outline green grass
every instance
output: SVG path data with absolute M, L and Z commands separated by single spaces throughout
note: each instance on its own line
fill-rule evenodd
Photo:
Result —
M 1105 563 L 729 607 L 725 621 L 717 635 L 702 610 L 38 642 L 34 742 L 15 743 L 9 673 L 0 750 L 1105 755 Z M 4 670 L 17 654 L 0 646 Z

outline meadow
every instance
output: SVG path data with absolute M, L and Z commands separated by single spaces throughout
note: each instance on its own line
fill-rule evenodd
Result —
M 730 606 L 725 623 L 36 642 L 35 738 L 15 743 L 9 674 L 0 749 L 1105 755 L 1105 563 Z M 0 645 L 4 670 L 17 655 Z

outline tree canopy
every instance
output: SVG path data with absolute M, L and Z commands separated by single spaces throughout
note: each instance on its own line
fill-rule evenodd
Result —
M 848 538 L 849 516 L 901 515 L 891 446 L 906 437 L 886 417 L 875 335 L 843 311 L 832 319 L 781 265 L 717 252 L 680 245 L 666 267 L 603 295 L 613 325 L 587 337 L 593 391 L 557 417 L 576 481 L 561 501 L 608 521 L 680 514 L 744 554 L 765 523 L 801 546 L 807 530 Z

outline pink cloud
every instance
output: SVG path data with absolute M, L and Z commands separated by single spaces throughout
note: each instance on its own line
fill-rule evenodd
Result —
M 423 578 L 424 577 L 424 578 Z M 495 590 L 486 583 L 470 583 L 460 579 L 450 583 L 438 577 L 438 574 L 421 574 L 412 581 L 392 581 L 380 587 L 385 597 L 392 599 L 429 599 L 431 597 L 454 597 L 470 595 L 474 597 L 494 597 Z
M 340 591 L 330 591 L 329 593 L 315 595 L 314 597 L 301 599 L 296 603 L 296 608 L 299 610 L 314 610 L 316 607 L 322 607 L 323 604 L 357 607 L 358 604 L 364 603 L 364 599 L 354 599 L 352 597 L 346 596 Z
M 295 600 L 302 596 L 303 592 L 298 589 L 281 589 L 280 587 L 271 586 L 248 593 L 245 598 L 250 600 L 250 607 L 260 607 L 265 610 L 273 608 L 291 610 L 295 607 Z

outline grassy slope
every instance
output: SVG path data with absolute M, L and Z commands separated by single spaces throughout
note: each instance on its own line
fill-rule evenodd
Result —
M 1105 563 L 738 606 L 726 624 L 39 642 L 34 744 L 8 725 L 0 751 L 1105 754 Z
§ §
▶ [Description of the task] Please reproduce the rows above, changing "every instance" to "all instances" wherever it occurs and keeping everything else the same.

▶ [Reply]
outline green grass
all instances
output: SVG path data with absolute M, L and Z commands separated by single spaces throughout
note: each instance on its own line
fill-rule evenodd
Photo:
Result —
M 1105 563 L 729 607 L 725 621 L 717 635 L 702 610 L 38 642 L 34 742 L 15 743 L 9 673 L 0 750 L 1105 755 Z M 4 670 L 17 654 L 0 646 Z

outline meadow
all instances
output: SVG path data with absolute M, L and Z commands separated by single spaces throughout
note: each instance on its own line
fill-rule evenodd
Result —
M 730 606 L 725 623 L 36 642 L 35 738 L 15 743 L 9 674 L 0 749 L 1105 755 L 1105 563 Z M 0 645 L 4 670 L 17 655 Z

outline tree canopy
all instances
output: SVG path data with absolute M, L and Z commands separated by single spaces throughout
note: each instance on its own line
fill-rule evenodd
Result —
M 848 538 L 849 516 L 901 515 L 891 446 L 906 437 L 886 417 L 875 335 L 843 311 L 832 319 L 781 265 L 717 252 L 680 245 L 666 267 L 603 295 L 613 325 L 587 337 L 593 391 L 557 417 L 576 481 L 561 501 L 608 521 L 680 514 L 744 554 L 765 523 L 801 546 L 807 530 Z

outline pink cloud
all instances
output: SVG path data with absolute M, L and Z commands separated by single spaces throughout
note: each instance on its own line
fill-rule evenodd
Result —
M 423 578 L 424 577 L 424 578 Z M 495 590 L 486 583 L 470 583 L 460 579 L 450 583 L 438 577 L 438 574 L 421 574 L 412 581 L 392 581 L 380 587 L 385 597 L 392 599 L 429 599 L 431 597 L 454 597 L 470 595 L 474 597 L 494 597 Z
M 340 591 L 330 591 L 329 593 L 315 595 L 314 597 L 301 599 L 296 603 L 296 608 L 299 610 L 314 610 L 316 607 L 322 607 L 323 604 L 357 607 L 358 604 L 364 603 L 364 599 L 354 599 L 352 597 L 346 596 Z
M 295 600 L 302 596 L 303 592 L 298 589 L 281 589 L 280 587 L 271 586 L 248 593 L 245 598 L 250 600 L 250 607 L 260 607 L 265 610 L 273 608 L 291 610 L 295 607 Z

outline grassy slope
all instances
output: SVG path data with absolute M, L and Z commands separated by single spaces throughout
note: each instance on its own line
fill-rule evenodd
Result —
M 1105 563 L 738 606 L 726 624 L 39 642 L 34 744 L 8 725 L 0 751 L 1105 754 Z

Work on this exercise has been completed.